» What this task involves
Please copy the items below word for word, starting at the line that contains "For the benchmark, mark every instance of the wrist" and continuing through the end of the items.

[Collected data entries]
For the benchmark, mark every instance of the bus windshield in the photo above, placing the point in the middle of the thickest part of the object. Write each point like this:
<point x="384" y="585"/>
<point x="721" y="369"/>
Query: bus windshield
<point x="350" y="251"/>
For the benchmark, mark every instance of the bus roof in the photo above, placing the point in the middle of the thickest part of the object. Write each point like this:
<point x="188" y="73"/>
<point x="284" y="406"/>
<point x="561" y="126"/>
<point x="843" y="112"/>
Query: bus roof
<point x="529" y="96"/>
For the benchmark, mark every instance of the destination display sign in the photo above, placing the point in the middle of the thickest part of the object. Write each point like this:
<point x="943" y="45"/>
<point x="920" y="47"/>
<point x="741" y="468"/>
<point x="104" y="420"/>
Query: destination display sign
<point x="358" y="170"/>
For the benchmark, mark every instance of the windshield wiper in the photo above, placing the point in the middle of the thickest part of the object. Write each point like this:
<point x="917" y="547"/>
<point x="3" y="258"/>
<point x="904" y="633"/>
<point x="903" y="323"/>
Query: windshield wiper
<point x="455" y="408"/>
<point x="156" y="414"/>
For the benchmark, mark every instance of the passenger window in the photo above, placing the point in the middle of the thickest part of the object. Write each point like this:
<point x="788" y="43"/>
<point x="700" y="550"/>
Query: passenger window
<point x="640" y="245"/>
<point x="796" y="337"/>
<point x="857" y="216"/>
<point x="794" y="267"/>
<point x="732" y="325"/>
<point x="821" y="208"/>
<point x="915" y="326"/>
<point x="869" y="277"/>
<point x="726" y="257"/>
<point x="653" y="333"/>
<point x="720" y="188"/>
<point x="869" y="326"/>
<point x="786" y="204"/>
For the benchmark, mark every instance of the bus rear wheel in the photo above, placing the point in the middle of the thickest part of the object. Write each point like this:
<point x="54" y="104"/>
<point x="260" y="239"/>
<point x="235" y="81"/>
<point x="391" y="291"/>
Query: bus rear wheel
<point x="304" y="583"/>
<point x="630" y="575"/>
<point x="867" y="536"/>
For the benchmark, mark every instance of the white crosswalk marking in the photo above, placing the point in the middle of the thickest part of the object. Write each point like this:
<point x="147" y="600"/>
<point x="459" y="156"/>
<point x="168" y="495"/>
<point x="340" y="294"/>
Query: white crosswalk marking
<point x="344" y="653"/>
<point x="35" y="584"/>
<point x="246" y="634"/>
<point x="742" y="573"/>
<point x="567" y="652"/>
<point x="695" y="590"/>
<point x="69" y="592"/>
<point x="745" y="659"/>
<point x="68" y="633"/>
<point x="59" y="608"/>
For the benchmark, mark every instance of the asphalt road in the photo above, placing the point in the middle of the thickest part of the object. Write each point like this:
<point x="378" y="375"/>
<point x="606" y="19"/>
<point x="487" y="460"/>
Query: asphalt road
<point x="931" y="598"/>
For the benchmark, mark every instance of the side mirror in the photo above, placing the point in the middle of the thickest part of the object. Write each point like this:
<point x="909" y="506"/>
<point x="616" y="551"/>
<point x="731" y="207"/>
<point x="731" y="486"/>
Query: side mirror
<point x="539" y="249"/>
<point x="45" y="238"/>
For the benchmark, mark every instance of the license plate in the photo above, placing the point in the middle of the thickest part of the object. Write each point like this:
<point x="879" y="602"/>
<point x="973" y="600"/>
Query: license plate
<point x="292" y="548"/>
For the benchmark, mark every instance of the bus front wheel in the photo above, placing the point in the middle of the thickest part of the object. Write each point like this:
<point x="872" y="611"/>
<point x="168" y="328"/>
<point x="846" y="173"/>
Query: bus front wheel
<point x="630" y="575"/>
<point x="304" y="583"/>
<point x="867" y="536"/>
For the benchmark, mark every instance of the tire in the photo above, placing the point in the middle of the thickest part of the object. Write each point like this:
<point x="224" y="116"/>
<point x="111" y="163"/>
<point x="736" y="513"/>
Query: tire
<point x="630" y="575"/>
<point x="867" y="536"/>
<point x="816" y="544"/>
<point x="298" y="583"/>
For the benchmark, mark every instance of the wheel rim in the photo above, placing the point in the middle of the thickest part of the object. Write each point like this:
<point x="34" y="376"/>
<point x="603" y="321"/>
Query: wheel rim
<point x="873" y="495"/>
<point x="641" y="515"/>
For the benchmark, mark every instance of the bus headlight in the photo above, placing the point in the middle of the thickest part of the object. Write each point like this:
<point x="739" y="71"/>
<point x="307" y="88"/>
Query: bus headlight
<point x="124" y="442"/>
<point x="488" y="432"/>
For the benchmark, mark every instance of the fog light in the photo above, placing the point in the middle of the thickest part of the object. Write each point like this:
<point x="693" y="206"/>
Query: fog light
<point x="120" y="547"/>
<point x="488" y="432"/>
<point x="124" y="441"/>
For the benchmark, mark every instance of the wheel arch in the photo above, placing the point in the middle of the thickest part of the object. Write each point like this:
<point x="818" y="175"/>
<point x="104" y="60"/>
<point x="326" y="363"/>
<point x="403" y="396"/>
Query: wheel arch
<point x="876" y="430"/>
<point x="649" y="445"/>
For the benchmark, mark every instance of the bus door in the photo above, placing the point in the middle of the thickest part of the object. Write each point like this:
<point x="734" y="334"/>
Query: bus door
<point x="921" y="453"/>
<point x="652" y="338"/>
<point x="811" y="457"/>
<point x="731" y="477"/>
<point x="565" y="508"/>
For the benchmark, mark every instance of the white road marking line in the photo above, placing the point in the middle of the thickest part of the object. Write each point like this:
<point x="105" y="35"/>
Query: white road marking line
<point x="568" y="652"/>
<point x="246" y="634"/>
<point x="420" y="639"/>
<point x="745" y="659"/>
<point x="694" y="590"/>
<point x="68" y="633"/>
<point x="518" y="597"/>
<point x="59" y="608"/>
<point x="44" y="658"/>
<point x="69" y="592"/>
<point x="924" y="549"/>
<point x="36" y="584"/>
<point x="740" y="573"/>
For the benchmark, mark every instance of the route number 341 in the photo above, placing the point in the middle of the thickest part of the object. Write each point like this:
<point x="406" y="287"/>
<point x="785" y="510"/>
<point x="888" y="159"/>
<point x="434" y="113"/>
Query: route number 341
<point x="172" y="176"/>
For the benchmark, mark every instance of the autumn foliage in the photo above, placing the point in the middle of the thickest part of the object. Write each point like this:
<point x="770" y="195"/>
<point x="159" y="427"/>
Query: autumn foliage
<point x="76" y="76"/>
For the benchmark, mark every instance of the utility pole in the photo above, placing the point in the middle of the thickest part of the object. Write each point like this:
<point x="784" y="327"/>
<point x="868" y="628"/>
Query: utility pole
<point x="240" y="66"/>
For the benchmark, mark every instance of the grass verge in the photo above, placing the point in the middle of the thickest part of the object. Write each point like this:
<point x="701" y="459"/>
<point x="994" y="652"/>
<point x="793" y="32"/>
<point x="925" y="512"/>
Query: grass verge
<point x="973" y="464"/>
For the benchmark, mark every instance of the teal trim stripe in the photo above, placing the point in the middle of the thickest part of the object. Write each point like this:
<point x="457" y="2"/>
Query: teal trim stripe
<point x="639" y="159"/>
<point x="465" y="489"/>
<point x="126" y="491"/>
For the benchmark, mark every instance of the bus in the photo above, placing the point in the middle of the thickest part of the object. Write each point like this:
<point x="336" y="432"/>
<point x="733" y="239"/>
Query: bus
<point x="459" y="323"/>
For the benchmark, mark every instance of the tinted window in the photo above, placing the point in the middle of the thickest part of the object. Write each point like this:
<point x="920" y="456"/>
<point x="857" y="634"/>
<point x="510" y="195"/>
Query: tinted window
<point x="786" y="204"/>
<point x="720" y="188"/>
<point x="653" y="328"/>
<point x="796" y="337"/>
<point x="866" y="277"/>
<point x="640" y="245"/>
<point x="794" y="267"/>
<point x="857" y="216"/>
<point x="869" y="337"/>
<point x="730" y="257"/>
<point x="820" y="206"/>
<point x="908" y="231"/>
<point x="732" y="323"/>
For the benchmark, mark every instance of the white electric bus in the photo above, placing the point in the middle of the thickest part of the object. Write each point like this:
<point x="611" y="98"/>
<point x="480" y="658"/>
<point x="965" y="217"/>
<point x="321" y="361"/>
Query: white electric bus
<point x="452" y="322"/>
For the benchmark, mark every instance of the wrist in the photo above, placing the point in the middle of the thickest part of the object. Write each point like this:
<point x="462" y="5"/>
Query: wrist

» Exercise solution
For the benchmark, mark every instance of the wrist in the photo above, placing the point in the middle of the thickest part of the object. Write each point like this:
<point x="462" y="5"/>
Query: wrist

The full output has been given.